**EXTRACTED MATERIAL:**

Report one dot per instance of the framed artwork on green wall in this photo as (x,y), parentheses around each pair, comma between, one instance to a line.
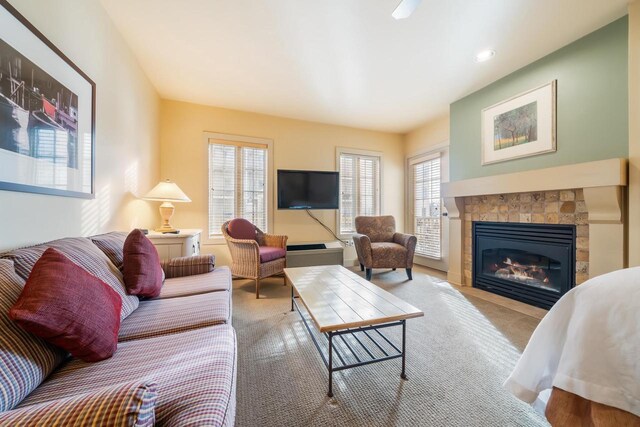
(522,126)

--

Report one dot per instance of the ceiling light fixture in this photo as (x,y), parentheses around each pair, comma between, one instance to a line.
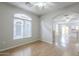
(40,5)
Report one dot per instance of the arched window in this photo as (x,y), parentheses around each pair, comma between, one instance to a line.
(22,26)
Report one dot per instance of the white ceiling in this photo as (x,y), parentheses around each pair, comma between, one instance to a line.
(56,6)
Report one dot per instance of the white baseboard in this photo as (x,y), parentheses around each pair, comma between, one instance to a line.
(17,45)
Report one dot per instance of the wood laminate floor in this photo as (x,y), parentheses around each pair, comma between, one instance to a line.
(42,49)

* * *

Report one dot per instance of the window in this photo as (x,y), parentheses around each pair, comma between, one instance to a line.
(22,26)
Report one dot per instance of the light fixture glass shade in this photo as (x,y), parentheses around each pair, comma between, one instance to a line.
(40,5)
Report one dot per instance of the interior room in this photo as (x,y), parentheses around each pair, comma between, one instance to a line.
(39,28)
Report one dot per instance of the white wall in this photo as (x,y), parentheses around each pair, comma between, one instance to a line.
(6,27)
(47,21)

**WRITTEN PROBLEM:**
Collect each line from the records above that contains the string "window", and copy those lines in full.

**TASK RESULT:**
Report one dot per instance of the arched window in this photo as (x,y), parentheses around each pair, comma between, one instance to a line.
Report one dot per instance of the window in this photo as (x,y), parentheses around each pair, comma between, one instance to a line.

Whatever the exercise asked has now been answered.